# START OF DOCUMENT SEGMENT

Erik Gensler: Hi, it’s Erik and I’m embarking on a multi city speaking tour from February to May to share our latest research on ticket buyer media habits. We surveyed over 18,000 arts buyers to learn about how they consume media. I’d love to see you at one of our free workshops. I’m coming to Boston, Philadelphia, Milwaukee, Columbus, Cincinnati, Fort Lauderdale, San Francisco, Phoenix, Seattle, Los Angeles, Toronto, Memphis, and Austin. Plus, we may announce more cities soon. Head to and check out our “Webinars and Events” section to see if we’re coming to a city near you!

We are releasing the results and findings from the Ticket Buyer Study at the end of February, so make sure you are on Capacity Interactive’s email list to be among the first to know.

When I started this podcast, I envisioned it as a curriculum for arts leaders for the best arts administration masters program that I could curate. Three years later, we have produced over 70 episodes with lessons and insights on a variety of topics from leadership, marketing, fundraising, ED&I, and more. I wanted to take some time in this episode to highlight some of the episodes you may have missed so you can prioritize which episodes make the most sense for you to listen to.

First off, I often say, “We do not have a lot of arts industry specific research,” so when I come across something I find informative, I want to share it! We have released a number of episodes with guests sharing research projects specifically for the cultural field:

In the episode, “The Legendary Audience Churn Study,” I talk with Jack McAuliffe, who oversaw a number of large audience research studies when he worked for the League of American Orchestras. These studies centered around audience attendance and participation of classical music concerts. The studies found that most arts organizations don’t have audience acquisition problems, but rather, they have audience retention problems. This is super important, foundation research for anyone working in the field of arts administration.

# END OF DOCUMENT SEGMENT

# [YOUR GOAL]
Quote the stretch of the podcast transcript from "We are releasing" through "first to know.". Work from the podcast transcript alone, without drawing on anything beyond it.

# START OF RECORDS PROVIDED

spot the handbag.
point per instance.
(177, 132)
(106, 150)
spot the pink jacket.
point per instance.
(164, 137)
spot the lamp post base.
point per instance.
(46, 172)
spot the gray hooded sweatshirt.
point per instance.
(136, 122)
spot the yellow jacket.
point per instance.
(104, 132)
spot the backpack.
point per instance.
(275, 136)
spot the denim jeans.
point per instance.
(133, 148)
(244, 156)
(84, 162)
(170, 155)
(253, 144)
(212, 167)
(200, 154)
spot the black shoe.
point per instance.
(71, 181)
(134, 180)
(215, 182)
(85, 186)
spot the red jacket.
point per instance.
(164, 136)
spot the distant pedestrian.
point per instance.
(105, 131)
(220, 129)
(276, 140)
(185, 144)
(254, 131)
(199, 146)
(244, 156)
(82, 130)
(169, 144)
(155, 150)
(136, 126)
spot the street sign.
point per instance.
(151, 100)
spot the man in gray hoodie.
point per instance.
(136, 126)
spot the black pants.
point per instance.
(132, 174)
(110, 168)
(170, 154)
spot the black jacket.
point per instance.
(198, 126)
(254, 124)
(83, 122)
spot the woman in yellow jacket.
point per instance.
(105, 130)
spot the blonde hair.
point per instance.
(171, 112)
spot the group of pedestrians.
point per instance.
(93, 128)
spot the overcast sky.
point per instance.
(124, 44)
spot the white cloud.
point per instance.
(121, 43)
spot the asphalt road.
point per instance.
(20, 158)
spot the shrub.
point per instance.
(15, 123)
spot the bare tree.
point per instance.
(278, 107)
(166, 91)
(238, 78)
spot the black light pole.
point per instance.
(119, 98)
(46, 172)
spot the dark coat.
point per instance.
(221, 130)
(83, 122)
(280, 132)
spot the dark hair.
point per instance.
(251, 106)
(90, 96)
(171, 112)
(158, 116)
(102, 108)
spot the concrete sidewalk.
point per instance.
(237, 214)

# END OF RECORDS PROVIDED

# [OUTPUT BELOW]
We are releasing the results and findings from the Ticket Buyer Study at the end of February, so make sure you are on Capacity Interactive’s email list to be among the first to know.